Directions for this task
Format everything from the start of the data down to the line containing "Segment every instance", with both ends included, as a JSON list of strings, one string per line and blank lines omitted. Include no lines after that point.

Outline data
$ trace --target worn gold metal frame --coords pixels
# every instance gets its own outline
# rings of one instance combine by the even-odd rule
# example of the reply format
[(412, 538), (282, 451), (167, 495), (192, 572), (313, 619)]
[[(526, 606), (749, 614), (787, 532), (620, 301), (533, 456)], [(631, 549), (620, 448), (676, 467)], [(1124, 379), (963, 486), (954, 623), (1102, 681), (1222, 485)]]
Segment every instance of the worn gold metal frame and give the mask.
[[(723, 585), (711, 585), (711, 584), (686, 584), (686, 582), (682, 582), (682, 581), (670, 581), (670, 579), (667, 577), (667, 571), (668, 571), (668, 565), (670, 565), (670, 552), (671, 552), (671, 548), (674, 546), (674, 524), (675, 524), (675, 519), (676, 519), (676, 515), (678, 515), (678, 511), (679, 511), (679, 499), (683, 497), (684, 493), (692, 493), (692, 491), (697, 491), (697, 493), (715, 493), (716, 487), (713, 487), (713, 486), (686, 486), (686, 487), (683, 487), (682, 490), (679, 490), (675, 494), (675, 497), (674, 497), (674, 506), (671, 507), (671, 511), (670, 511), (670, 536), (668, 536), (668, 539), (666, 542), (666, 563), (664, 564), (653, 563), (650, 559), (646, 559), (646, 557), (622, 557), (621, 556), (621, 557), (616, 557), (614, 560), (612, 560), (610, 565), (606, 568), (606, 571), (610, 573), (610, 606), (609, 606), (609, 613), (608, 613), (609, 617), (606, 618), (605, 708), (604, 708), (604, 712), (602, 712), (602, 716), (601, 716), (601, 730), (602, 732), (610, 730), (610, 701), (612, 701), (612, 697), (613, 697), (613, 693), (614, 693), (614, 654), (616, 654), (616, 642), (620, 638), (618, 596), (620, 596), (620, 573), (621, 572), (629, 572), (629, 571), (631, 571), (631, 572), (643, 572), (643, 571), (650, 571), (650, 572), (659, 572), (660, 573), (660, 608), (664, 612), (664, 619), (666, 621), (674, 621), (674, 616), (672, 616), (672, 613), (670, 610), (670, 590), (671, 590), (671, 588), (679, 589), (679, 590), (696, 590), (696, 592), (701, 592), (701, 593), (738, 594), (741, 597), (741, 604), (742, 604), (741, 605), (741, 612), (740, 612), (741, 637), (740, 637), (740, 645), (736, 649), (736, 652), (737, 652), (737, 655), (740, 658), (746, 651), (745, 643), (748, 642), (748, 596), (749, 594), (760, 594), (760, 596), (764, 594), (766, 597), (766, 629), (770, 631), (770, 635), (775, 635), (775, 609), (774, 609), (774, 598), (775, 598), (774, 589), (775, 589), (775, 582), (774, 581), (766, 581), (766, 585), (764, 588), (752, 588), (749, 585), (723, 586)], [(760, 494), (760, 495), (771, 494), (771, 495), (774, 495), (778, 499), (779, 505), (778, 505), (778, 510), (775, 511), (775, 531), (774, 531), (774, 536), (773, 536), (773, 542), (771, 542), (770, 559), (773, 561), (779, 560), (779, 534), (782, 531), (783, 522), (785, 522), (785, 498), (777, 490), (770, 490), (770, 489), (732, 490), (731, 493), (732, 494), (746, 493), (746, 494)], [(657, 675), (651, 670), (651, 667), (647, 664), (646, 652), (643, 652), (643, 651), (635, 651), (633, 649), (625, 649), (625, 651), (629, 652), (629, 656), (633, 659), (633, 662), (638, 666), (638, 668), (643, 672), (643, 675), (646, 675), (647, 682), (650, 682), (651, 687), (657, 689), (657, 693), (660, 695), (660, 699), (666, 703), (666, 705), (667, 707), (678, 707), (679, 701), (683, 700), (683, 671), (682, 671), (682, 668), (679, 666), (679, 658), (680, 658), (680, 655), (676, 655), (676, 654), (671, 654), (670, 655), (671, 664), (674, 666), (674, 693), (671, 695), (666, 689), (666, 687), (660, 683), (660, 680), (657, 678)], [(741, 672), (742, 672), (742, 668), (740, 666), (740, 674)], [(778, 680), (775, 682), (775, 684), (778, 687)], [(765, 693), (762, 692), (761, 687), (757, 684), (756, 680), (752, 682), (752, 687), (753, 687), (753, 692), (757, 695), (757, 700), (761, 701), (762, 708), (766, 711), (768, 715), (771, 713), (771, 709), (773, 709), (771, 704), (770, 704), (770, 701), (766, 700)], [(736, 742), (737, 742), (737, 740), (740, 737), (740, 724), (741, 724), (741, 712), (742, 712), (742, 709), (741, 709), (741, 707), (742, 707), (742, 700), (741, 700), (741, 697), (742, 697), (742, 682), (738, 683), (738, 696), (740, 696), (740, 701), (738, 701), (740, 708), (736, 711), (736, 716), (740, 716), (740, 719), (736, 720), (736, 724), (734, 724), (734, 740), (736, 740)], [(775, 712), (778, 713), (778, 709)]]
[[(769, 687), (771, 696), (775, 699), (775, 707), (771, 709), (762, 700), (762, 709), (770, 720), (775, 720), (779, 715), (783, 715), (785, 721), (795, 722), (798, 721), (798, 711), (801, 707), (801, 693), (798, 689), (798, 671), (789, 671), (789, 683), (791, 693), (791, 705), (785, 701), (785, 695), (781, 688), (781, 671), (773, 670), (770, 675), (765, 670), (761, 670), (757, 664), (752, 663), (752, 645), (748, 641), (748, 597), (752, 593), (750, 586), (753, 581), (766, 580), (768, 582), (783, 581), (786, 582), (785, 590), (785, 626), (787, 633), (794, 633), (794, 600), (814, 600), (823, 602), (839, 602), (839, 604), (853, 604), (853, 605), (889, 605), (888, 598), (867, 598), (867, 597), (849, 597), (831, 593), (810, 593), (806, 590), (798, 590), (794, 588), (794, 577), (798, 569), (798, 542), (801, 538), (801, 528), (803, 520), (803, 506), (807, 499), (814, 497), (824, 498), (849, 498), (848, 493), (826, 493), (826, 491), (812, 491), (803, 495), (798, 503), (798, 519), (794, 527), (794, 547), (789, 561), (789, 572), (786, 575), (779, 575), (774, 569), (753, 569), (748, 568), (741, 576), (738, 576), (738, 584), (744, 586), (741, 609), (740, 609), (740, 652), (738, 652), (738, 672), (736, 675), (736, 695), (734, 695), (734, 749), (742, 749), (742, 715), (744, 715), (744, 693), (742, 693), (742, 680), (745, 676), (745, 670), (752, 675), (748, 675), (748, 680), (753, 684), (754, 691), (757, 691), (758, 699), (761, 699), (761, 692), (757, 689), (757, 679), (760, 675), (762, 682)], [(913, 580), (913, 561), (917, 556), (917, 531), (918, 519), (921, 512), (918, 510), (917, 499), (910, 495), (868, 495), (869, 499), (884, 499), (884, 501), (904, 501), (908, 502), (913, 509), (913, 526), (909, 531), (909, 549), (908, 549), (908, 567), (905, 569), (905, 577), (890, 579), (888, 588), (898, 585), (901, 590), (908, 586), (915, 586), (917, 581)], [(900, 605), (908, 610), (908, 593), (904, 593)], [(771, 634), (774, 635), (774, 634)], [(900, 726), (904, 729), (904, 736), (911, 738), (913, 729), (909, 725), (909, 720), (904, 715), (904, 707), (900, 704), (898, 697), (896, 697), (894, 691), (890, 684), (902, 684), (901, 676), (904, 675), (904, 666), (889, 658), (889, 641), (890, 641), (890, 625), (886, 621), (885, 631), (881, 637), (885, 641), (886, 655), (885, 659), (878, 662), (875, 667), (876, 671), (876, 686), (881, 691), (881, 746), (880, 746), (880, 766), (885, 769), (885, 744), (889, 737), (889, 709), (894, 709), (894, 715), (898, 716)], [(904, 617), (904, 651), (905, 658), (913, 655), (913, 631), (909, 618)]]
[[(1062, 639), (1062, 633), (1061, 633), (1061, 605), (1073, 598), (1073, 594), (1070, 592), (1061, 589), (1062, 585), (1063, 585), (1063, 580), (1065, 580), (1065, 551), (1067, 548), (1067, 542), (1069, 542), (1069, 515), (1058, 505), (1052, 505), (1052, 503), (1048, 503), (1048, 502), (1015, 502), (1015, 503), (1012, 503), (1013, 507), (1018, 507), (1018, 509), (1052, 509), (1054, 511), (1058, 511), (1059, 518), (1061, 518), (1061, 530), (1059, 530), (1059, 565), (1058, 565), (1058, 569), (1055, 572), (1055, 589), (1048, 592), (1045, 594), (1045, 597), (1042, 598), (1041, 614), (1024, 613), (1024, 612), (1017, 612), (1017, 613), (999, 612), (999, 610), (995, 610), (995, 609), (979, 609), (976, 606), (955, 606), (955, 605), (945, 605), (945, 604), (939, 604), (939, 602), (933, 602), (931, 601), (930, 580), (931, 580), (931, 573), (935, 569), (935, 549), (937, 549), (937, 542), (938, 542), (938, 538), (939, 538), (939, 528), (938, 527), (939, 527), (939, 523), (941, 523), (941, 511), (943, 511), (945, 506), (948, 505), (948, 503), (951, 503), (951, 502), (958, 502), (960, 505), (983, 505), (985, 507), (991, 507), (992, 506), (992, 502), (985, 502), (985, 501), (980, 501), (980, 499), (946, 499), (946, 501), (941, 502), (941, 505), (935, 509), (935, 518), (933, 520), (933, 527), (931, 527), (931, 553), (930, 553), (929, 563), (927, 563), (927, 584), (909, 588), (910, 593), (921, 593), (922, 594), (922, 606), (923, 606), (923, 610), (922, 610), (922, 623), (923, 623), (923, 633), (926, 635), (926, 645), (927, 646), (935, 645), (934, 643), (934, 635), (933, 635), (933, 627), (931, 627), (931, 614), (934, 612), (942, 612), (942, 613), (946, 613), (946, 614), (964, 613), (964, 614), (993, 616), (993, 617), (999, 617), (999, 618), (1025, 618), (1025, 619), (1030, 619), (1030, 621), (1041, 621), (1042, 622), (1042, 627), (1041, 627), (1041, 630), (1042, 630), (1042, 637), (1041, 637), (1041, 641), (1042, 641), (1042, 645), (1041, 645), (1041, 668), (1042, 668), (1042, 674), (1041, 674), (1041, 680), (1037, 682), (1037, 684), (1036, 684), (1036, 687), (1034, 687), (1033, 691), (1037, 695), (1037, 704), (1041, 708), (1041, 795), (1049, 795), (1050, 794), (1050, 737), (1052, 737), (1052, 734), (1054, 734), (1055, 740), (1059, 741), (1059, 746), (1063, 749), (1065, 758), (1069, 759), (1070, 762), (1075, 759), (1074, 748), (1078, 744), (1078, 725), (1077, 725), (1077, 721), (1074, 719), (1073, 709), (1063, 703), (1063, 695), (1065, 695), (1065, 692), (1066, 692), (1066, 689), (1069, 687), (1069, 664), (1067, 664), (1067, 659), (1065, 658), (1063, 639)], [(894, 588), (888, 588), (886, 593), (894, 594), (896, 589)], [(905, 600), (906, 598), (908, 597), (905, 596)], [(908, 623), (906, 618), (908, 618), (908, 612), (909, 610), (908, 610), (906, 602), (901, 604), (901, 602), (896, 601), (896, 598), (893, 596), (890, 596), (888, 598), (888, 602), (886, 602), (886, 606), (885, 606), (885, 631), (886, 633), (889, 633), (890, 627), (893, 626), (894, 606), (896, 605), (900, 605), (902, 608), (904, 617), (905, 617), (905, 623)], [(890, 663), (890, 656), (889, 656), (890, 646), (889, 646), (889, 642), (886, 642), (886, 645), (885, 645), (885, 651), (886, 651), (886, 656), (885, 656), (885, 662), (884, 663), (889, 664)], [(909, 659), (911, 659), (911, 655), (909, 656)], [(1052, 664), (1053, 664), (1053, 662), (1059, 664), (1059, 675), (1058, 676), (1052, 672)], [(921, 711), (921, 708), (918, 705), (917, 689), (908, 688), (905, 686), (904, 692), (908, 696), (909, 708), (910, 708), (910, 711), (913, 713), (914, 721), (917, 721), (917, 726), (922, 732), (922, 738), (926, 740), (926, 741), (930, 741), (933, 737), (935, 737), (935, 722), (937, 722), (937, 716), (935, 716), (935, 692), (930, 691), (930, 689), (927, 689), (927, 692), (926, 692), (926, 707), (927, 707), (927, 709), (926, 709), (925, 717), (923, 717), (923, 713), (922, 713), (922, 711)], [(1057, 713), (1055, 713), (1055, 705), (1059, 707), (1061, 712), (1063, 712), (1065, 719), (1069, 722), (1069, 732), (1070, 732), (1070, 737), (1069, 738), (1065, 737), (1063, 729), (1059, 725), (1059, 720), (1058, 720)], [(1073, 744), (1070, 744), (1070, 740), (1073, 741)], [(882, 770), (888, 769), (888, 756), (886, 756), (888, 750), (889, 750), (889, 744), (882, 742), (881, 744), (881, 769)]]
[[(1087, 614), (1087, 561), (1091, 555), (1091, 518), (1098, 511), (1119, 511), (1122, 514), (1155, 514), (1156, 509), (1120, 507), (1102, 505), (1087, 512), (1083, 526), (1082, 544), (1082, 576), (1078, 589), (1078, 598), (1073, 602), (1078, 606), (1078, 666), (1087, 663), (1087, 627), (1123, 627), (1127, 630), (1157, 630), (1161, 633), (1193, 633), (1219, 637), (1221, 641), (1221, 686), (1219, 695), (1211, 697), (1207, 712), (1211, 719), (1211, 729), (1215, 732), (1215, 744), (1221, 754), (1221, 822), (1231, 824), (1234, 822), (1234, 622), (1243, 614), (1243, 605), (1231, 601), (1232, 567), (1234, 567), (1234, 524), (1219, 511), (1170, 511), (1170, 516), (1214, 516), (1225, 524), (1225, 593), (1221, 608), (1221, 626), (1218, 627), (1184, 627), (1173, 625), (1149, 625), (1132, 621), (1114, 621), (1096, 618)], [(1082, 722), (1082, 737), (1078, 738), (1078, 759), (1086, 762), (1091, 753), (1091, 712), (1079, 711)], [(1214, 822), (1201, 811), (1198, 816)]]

Finished task
[
  "$ trace --target worn gold metal frame --coords pixels",
  "# every instance gets its own outline",
  "# rings of one instance combine by the even-odd rule",
  "# example of the reply format",
  "[(412, 538), (282, 451), (167, 495), (192, 572), (313, 619)]",
  "[[(526, 606), (749, 614), (787, 532), (620, 301), (533, 456)], [(631, 549), (620, 448), (676, 467)], [(1124, 379), (963, 486), (954, 623), (1102, 681), (1222, 485)]]",
  "Segment every instance of the worn gold metal frame and give the mask."
]